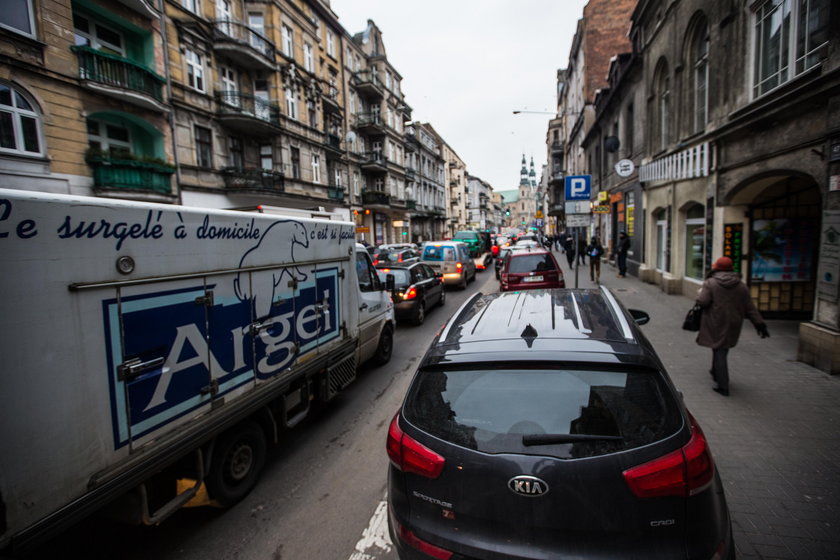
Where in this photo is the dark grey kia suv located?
[387,287,734,560]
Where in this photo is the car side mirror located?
[628,309,650,325]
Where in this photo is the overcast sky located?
[330,0,586,191]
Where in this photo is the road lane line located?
[349,500,394,560]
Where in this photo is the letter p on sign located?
[565,175,592,200]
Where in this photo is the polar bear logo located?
[233,220,309,318]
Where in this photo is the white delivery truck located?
[0,189,394,549]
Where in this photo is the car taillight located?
[397,523,452,560]
[385,414,446,478]
[624,414,715,498]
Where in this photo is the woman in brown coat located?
[697,257,770,396]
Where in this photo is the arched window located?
[691,19,709,132]
[685,204,706,280]
[0,82,44,156]
[652,60,671,150]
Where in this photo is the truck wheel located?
[414,301,426,325]
[205,422,266,507]
[372,325,394,366]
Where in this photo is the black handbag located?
[683,303,703,332]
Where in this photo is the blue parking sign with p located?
[565,175,592,200]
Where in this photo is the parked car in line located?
[420,241,476,289]
[499,246,566,292]
[452,230,484,258]
[373,248,420,266]
[376,262,446,325]
[386,287,735,560]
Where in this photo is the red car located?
[499,247,566,292]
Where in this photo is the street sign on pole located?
[566,214,592,227]
[564,175,592,200]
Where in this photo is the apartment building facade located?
[584,0,840,372]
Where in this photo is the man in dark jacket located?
[586,237,604,284]
[697,257,770,396]
[616,231,630,278]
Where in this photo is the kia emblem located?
[508,474,548,498]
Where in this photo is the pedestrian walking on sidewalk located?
[697,257,770,396]
[566,237,575,270]
[616,231,630,278]
[577,237,586,266]
[586,237,604,284]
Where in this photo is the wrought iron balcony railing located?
[70,45,166,102]
[221,167,285,192]
[87,157,175,194]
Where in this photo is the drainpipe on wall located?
[158,0,183,204]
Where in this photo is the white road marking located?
[349,500,394,560]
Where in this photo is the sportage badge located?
[508,475,548,498]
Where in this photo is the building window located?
[0,82,43,156]
[286,88,297,120]
[327,31,335,58]
[653,210,668,272]
[87,119,132,159]
[283,25,295,58]
[260,144,274,170]
[306,99,318,128]
[691,21,709,132]
[685,204,706,280]
[303,43,315,73]
[753,0,831,97]
[290,147,300,179]
[0,0,35,38]
[653,60,671,150]
[184,49,204,93]
[195,125,213,169]
[312,154,321,183]
[73,13,125,57]
[219,66,239,107]
[181,0,201,14]
[228,136,245,169]
[624,103,635,157]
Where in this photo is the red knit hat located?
[712,257,732,271]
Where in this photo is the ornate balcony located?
[362,191,391,208]
[213,19,277,70]
[361,152,388,173]
[87,156,175,194]
[216,91,280,136]
[220,167,285,193]
[352,70,385,100]
[355,113,385,134]
[327,185,347,200]
[70,46,169,113]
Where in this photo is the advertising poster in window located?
[720,224,744,274]
[752,218,818,282]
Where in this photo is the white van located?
[420,241,475,289]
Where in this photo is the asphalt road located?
[19,269,498,560]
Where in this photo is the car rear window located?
[403,368,682,459]
[376,268,411,288]
[423,245,455,261]
[508,253,557,274]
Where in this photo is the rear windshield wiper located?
[522,434,624,445]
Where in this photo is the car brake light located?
[623,414,715,498]
[385,414,446,478]
[397,523,452,560]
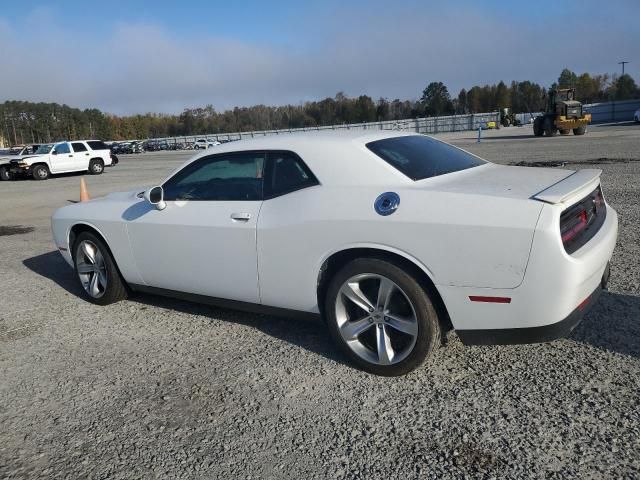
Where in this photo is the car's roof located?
[208,130,416,152]
[181,130,417,186]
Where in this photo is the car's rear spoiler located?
[531,168,602,204]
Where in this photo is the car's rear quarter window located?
[367,135,486,180]
[87,140,109,150]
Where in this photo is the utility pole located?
[618,61,629,75]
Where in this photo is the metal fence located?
[149,99,640,145]
[145,112,500,145]
[584,99,640,123]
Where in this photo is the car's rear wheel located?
[325,258,440,376]
[73,232,127,305]
[543,117,558,137]
[31,165,51,180]
[89,158,104,175]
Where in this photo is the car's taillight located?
[560,186,607,253]
[561,209,587,245]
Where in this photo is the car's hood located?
[7,153,48,160]
[418,163,575,200]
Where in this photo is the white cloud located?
[0,2,640,114]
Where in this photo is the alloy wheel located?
[76,240,108,298]
[335,273,418,365]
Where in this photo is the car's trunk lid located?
[416,163,576,201]
[532,168,602,204]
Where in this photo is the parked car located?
[0,145,39,181]
[193,138,221,150]
[10,140,117,180]
[47,131,618,375]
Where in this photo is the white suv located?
[10,140,115,180]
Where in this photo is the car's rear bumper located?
[436,202,618,344]
[456,265,609,345]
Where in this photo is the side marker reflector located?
[469,295,511,303]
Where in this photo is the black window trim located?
[86,140,110,152]
[365,133,490,182]
[71,142,91,153]
[162,149,320,202]
[162,150,267,202]
[262,150,320,200]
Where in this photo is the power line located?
[618,61,629,75]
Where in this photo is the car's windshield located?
[35,143,53,153]
[367,135,486,180]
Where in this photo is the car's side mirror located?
[144,187,167,210]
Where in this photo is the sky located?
[0,0,640,115]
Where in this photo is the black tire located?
[0,165,13,182]
[533,117,544,137]
[324,258,441,377]
[31,165,51,180]
[72,232,128,305]
[543,117,558,137]
[89,158,104,175]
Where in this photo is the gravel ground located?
[0,125,640,479]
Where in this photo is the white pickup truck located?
[9,140,117,180]
[0,145,39,180]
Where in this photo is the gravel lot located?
[0,125,640,479]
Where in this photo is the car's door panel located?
[71,142,91,170]
[124,152,264,303]
[49,142,74,173]
[127,201,261,303]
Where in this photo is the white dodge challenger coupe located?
[52,131,618,375]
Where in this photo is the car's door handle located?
[231,213,251,222]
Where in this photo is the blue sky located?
[0,0,640,114]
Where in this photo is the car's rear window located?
[367,135,486,180]
[87,140,109,150]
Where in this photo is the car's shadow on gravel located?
[22,251,640,364]
[569,292,640,358]
[22,251,349,365]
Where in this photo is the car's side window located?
[71,142,87,152]
[55,143,71,155]
[264,151,319,198]
[163,152,264,201]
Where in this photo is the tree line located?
[0,69,640,144]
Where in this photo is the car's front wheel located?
[325,258,440,376]
[89,158,104,175]
[73,232,127,305]
[0,166,13,181]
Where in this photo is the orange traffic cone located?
[80,177,91,202]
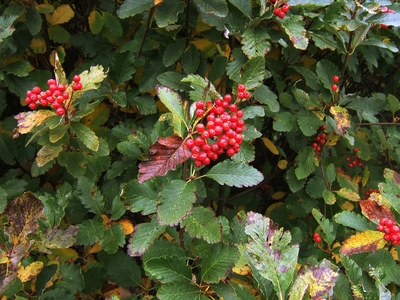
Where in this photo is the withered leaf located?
[360,199,395,223]
[4,192,44,244]
[138,136,192,183]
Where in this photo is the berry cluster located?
[313,232,322,243]
[313,125,326,152]
[346,148,362,168]
[25,75,82,116]
[185,90,250,167]
[331,75,340,91]
[377,218,400,245]
[270,0,290,19]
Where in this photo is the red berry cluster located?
[313,125,326,152]
[346,148,362,168]
[378,218,400,245]
[185,92,250,167]
[331,75,340,91]
[25,75,82,116]
[271,0,290,19]
[313,232,322,243]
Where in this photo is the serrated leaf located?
[70,122,100,151]
[200,243,239,283]
[100,224,125,254]
[334,211,373,231]
[181,207,221,244]
[241,26,271,58]
[295,147,318,179]
[205,160,264,188]
[282,14,308,50]
[117,0,154,19]
[340,230,386,255]
[245,212,299,299]
[297,110,322,136]
[253,84,279,113]
[157,180,196,226]
[241,56,270,90]
[88,10,104,34]
[123,180,158,215]
[128,218,167,256]
[154,0,185,27]
[139,136,192,183]
[49,4,75,25]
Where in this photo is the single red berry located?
[56,107,65,117]
[196,109,204,118]
[281,4,290,13]
[72,75,81,82]
[238,83,246,92]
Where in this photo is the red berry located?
[56,107,65,117]
[281,4,290,13]
[72,75,81,83]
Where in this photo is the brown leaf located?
[139,136,192,183]
[340,230,386,255]
[4,192,43,244]
[360,199,395,223]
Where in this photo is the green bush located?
[0,0,400,300]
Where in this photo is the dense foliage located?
[0,0,400,300]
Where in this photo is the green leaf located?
[193,0,228,18]
[273,111,297,132]
[102,11,123,37]
[154,0,185,27]
[241,56,270,90]
[245,212,299,299]
[128,217,167,256]
[295,147,318,179]
[117,0,154,19]
[76,216,106,246]
[74,177,105,215]
[334,211,376,231]
[312,208,336,245]
[205,160,264,188]
[156,85,188,128]
[241,26,271,58]
[163,39,185,67]
[282,14,308,50]
[2,60,31,77]
[100,224,125,254]
[200,243,239,283]
[70,122,100,151]
[123,180,158,215]
[109,51,136,86]
[157,180,196,226]
[157,282,203,300]
[297,110,323,136]
[253,84,279,113]
[181,207,221,244]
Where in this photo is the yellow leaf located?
[14,109,56,134]
[118,219,135,235]
[272,191,286,200]
[340,230,386,255]
[329,106,350,135]
[49,4,75,25]
[278,159,287,170]
[29,38,47,54]
[18,261,43,282]
[261,138,279,155]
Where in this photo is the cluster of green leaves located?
[0,0,400,299]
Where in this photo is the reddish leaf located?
[138,136,192,183]
[360,199,395,223]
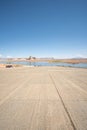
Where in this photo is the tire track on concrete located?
[49,73,77,130]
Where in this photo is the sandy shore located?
[0,67,87,130]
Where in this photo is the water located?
[0,61,87,68]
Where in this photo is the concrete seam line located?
[49,74,76,130]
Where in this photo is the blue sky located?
[0,0,87,58]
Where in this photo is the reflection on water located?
[0,61,87,68]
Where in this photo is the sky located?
[0,0,87,58]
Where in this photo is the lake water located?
[0,61,87,68]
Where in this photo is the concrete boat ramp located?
[0,67,87,130]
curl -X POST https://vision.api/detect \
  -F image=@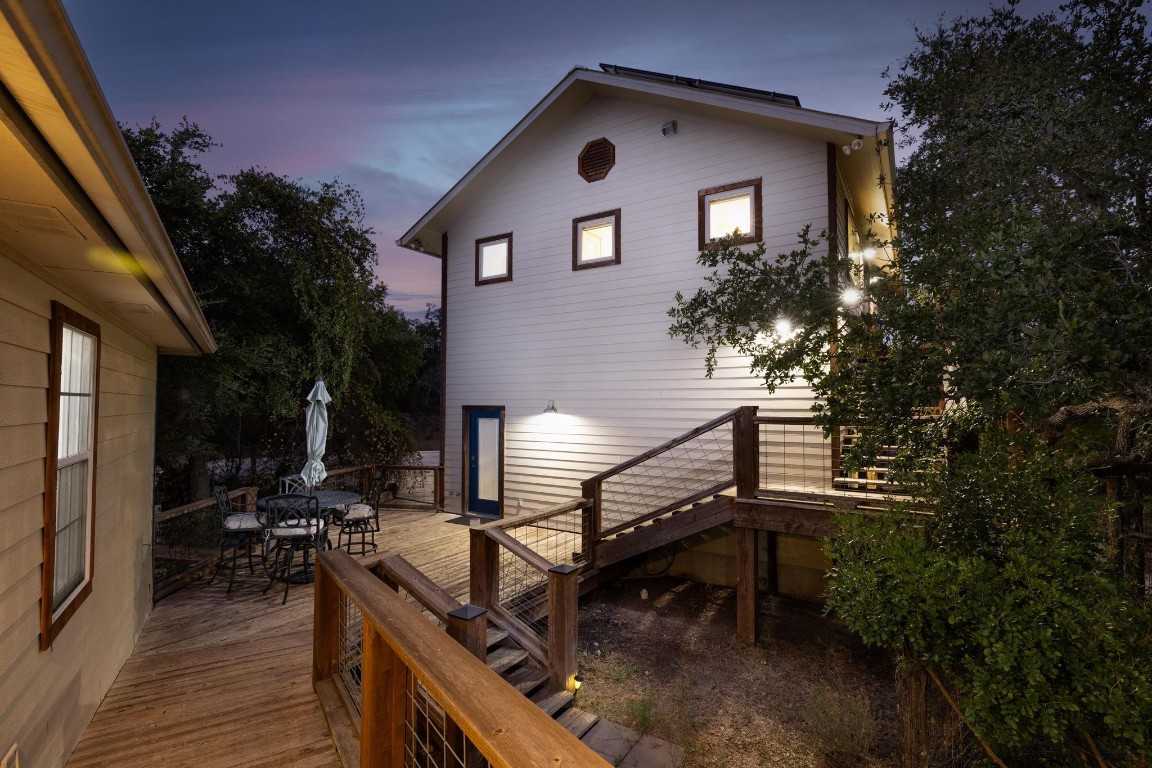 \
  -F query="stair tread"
[556,707,600,738]
[488,647,528,675]
[532,689,573,715]
[505,667,548,695]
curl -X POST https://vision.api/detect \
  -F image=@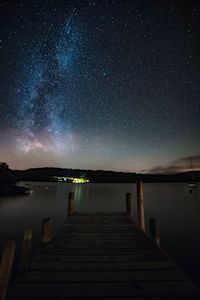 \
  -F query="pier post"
[136,181,145,231]
[0,240,15,300]
[126,193,132,217]
[42,218,52,243]
[19,227,32,272]
[149,218,160,247]
[68,192,75,217]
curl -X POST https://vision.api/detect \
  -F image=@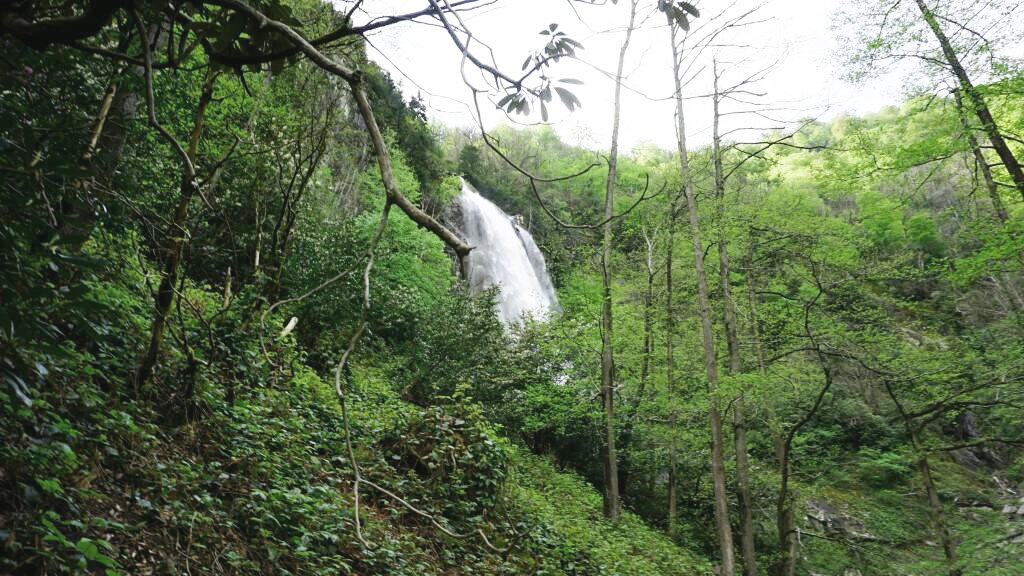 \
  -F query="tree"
[665,2,735,576]
[848,0,1024,200]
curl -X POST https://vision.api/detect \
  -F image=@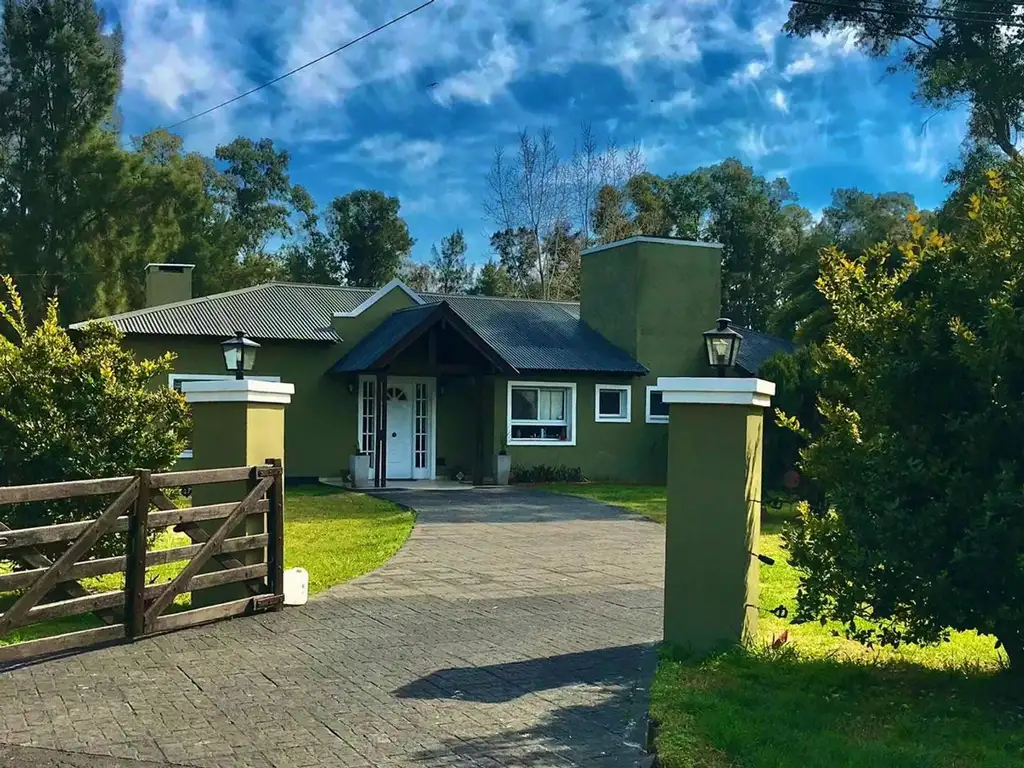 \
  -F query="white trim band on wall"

+ + + + + + +

Reproduce the entries verbatim, beginning with the line that contains "Where in this photo is the advertising" and continuing through the line that contains "[181,130,417,186]", with both of those lines included. Omit the pictures from your answer.

Answer
Where in this photo is the advertising poster in window located?
[720,224,744,274]
[752,218,818,282]
Where in this photo is the white van located?
[420,241,475,289]
Where in this photo is the asphalt road located?
[19,269,498,560]
Where in this photo is the car rear window located?
[403,368,682,459]
[376,268,411,288]
[423,245,455,261]
[508,253,557,274]
Where in this photo is the rear windshield wiper located?
[522,434,624,445]
Where in this photo is the car brake light located?
[623,414,715,498]
[385,414,446,478]
[397,523,452,560]
Where in this photo is the car's roof located?
[208,130,416,152]
[181,130,417,186]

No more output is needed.